Can you retype the records below word for word, leaving the pictures out of your answer?
::: DATA LINES :::
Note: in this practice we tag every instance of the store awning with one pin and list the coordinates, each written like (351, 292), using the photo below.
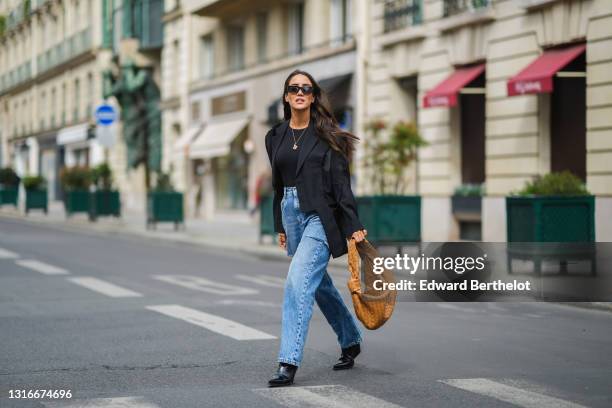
(216, 139)
(537, 77)
(445, 94)
(72, 134)
(185, 140)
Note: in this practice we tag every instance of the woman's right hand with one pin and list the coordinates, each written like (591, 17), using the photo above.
(282, 240)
:::
**RESULT OF THIS EXERCISE**
Note: in this practice we tag every instance of the store awning with one pin and list the coordinates, each written like (351, 292), using the photo below.
(216, 139)
(537, 77)
(445, 94)
(72, 134)
(185, 140)
Note: in this practice we tag every instance of the woman's right hand with one pin and list the coordinates, each written like (591, 17), using the photo above.
(282, 240)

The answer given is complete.